__Text segment__.
The film stars Oldman in the title role, Seyfried, Collins, Howard, Pelphrey, Troughton, Kingsley, Middleton, Burke, Cross, McShane, Moore, Nye, and Dance. The performances of Oldman as Mank and Seyfried as Marion Davies are award-worthy. Collins as Rita Alexander, also gives an impressive performance. Oldman's performance is nothing less than astonishing. He makes every moment believable in voice, walk, and gesture. Even in his drunk scenes is effective.

(Records from a point-labeling set)
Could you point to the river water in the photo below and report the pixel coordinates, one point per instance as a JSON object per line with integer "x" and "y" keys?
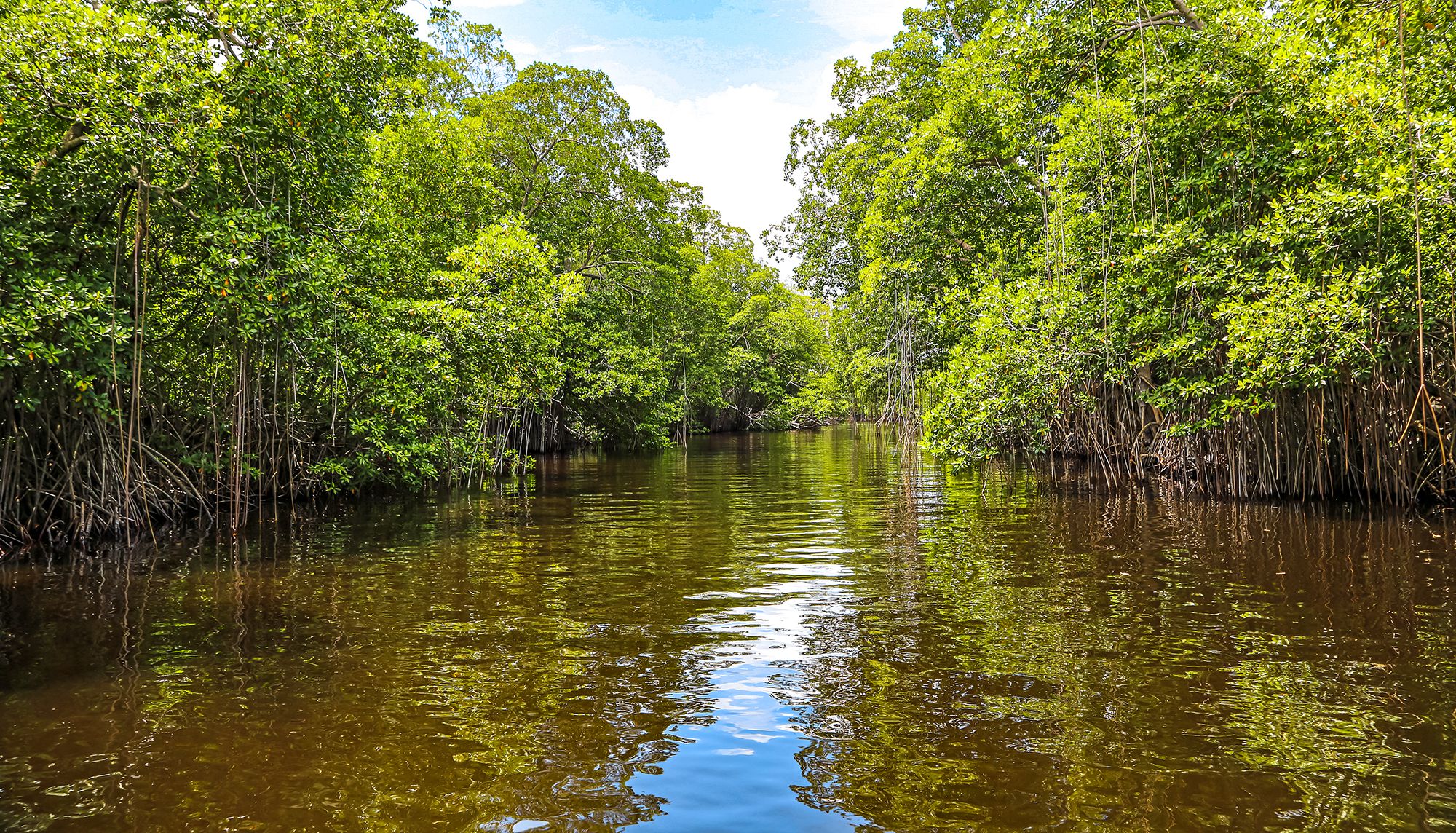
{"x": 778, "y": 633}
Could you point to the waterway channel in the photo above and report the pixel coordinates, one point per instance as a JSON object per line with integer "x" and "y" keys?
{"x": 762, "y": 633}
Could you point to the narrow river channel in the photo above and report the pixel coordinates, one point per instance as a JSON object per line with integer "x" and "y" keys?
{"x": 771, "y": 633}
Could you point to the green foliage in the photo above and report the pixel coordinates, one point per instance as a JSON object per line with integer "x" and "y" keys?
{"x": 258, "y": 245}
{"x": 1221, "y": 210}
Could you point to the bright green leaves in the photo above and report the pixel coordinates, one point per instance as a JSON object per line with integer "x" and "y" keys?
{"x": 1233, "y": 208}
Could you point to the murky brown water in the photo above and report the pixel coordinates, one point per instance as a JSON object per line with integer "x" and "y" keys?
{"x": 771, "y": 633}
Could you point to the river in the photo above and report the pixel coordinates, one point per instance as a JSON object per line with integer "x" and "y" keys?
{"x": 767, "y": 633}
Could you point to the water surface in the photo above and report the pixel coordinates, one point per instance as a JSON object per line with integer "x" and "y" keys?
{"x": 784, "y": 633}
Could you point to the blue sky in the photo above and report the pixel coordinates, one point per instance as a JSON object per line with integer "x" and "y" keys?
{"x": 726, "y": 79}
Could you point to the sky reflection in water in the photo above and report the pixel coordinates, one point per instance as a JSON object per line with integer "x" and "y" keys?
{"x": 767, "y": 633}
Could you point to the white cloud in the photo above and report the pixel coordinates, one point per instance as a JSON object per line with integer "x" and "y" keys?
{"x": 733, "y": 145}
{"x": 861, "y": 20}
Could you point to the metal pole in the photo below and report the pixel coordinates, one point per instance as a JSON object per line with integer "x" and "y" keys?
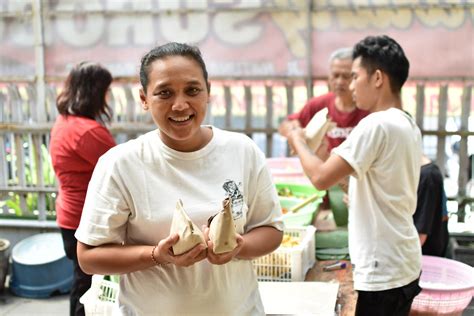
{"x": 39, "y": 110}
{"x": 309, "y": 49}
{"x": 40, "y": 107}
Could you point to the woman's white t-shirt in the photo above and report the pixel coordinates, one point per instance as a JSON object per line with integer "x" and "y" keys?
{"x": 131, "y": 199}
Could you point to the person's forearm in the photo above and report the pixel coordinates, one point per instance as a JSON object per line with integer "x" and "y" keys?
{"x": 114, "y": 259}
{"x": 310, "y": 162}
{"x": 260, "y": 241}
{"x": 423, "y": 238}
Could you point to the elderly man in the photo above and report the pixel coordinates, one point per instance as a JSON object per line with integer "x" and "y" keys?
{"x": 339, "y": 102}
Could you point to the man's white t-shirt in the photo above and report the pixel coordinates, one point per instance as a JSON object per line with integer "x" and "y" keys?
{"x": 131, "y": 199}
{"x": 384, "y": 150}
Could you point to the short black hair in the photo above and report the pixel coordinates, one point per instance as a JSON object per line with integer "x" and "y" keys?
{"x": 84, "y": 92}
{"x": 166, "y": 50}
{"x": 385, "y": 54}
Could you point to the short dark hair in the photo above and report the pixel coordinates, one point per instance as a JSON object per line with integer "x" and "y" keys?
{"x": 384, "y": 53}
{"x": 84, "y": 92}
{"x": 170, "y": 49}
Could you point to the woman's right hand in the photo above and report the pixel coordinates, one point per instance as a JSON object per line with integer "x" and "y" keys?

__Your tasks__.
A – Pull out every line of the listing that contains the word "short", and copy those lines unchanged.
B – Write the next few sentences of the film review, picking up right after its final sentence.

__Answers to the tasks__.
A –
Could you point to the short black hair in the photo above and report the pixel coordinates, one point per instance as a JSON object per line with integer "x" and "y" keys?
Could you point to the short dark hair in the photo above and report the pixel coordinates, one point per instance as a JSON object per line with integer "x" and "y" keys?

B –
Mank is unforgettable and his intense character study is a masterpiece of cinematic sublimity that is rarely, if ever, equalled. The question of whether the twenty-six-year-old Welles is the genius behind the 1941 classic or if it was due to in large part to forty-three-year-old Mankiewicz. This is a great film, any way one looks at it. And it brings to the motion picture industry an exciting new personality - like Welles, Fincher, a man whose talents as director will be acclaimed by audiences far and wide. The film, written by Fincher's late father, a talent who never got his recognition until now, is an outstanding film, amazing in its presentation and vast in its conception. Most people don't care about Kane's revolutionary script but there's so much more to admire, appreciate and enjoy about this cinematic edifice. It proves Mank's reckless genius - as exasperating as it is fascinating - is triumphant in the medium and history of cinema.
Mank isn't only a great film but it's a classic for a new era in filmmaking.